Extracted data entries
* begin *

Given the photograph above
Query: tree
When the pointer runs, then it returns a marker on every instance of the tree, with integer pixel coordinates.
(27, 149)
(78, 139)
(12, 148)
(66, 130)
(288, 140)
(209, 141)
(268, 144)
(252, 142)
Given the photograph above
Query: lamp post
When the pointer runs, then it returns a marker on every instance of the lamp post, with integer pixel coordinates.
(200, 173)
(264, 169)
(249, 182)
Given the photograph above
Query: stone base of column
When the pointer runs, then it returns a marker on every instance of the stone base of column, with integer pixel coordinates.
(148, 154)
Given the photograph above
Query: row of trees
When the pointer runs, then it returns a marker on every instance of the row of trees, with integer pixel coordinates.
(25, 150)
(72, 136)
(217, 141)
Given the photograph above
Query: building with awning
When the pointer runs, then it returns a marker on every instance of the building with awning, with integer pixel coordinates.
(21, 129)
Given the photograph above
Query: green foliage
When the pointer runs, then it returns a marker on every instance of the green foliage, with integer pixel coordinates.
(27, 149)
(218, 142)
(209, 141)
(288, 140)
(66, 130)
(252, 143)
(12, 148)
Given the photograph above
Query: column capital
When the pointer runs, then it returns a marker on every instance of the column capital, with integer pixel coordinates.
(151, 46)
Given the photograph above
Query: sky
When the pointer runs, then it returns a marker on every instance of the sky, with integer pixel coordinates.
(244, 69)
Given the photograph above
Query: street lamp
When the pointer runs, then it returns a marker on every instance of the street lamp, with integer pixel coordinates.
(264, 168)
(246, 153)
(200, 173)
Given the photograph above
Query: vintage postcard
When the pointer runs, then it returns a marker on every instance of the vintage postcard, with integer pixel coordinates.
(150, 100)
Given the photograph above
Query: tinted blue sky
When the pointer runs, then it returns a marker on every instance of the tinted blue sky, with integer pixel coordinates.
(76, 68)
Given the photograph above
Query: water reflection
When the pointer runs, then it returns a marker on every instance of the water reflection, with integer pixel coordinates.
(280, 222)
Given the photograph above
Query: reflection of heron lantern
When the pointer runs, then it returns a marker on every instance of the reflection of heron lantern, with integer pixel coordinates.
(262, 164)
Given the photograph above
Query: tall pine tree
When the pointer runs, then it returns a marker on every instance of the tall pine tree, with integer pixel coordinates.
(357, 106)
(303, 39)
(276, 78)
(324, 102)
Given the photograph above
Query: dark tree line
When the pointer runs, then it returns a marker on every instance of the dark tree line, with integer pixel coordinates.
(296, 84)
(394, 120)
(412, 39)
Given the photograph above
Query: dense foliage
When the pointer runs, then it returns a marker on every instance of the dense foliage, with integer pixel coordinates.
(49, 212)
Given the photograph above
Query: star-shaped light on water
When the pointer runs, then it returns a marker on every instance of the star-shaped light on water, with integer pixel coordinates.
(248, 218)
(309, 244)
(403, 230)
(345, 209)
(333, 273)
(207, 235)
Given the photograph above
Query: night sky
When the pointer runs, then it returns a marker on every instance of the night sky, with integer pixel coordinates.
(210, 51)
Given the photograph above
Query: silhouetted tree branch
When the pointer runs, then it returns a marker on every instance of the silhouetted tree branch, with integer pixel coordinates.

* end *

**What is asked:** Every entry above should be retyped exactly as shown.

**Exercise answer:**
Given the photograph above
Query: tree
When the pointer runs, then it returns a marker on every instance of the tree, with integer pixel coordinates.
(27, 149)
(78, 139)
(12, 148)
(66, 130)
(288, 140)
(209, 141)
(268, 144)
(252, 142)
Given the photograph above
Query: lamp post
When the pointer runs, then it returns a marker on every instance of the lamp post, with integer pixel coordinates.
(200, 173)
(264, 169)
(249, 182)
Given the photograph above
Query: stone base of column
When the pointer runs, then it returns a marker on every instance of the stone base of column, with integer pixel coordinates.
(148, 154)
Given the photograph above
Query: row of trees
When the pointer runs, then it returns a marker on every instance of the row of trees, with integer pixel coordinates.
(25, 150)
(72, 136)
(217, 141)
Given the photograph above
Query: building with awning
When the pointer runs, then it returns a marker on every instance of the building with awning, with integer pixel coordinates.
(21, 129)
Given the photograph above
Query: green foliage
When the pointer runs, then it returns a marker on every instance of the green foliage, with integer pixel coordinates.
(27, 149)
(218, 142)
(209, 141)
(288, 140)
(66, 130)
(252, 143)
(12, 148)
Given the photograph above
Query: column capital
When the pointer runs, then it returns a marker on every instance of the column capital, with integer pixel coordinates.
(151, 46)
Given the photograph above
Query: sky
When the pointer runs, then it returns a marker on every instance of the sky, with integer pixel coordinates.
(244, 69)
Given the photograph above
Query: street lamp
When the pointer runs, then it returns a marker on every instance of the street lamp, with integer pixel coordinates.
(264, 168)
(246, 153)
(200, 173)
Given the photograph above
Query: vintage postcard
When the pointer runs, then it returns a marker on every instance of the vintage postcard, with integer pixel coordinates.
(150, 100)
Given the photograph above
Query: tinted blue sky
When the pointer runs, then it returns a marker on every instance of the tinted blue sky, with integer pixel coordinates.
(76, 68)
Given the photograph above
Query: water reflection
When the pointer runs, then it returns a marker on every instance of the water reflection, with integer pixel coordinates.
(280, 222)
Given the photograph above
Query: reflection of heron lantern
When the pointer runs, then it returns a marker on every instance of the reflection of heron lantern, with integer pixel coordinates.
(262, 164)
Given the photograph above
Query: tall pine tree
When the pointer runs, then it returns a marker on every instance of the tall pine tree, with integer pixel coordinates.
(357, 106)
(303, 39)
(276, 78)
(324, 102)
Given the photograph above
Query: dark tree line
When the pointer runs, then it returns a marker on every instance of the dark tree line, with integer pixel coordinates.
(296, 84)
(394, 120)
(412, 39)
Given the photograph above
Query: dense foliage
When the pointer runs, then it returns a marker on every instance of the dense foliage, with integer pixel coordinates.
(49, 212)
Given the photograph above
Query: star-shaped light on water
When the pointer runs, then it returns a marker on every instance of the star-shaped light on water, with integer pixel coordinates.
(248, 218)
(309, 244)
(403, 230)
(345, 209)
(333, 273)
(207, 235)
Given the photograph above
Query: night sky
When the pointer runs, then it returns a marker on every instance of the night sky, with integer pixel coordinates.
(210, 51)
Given the photograph above
Query: silhouetted tree branch
When the pointer runs, then it returns a marker on every instance of the silhouetted tree branch, with integer pixel coordinates.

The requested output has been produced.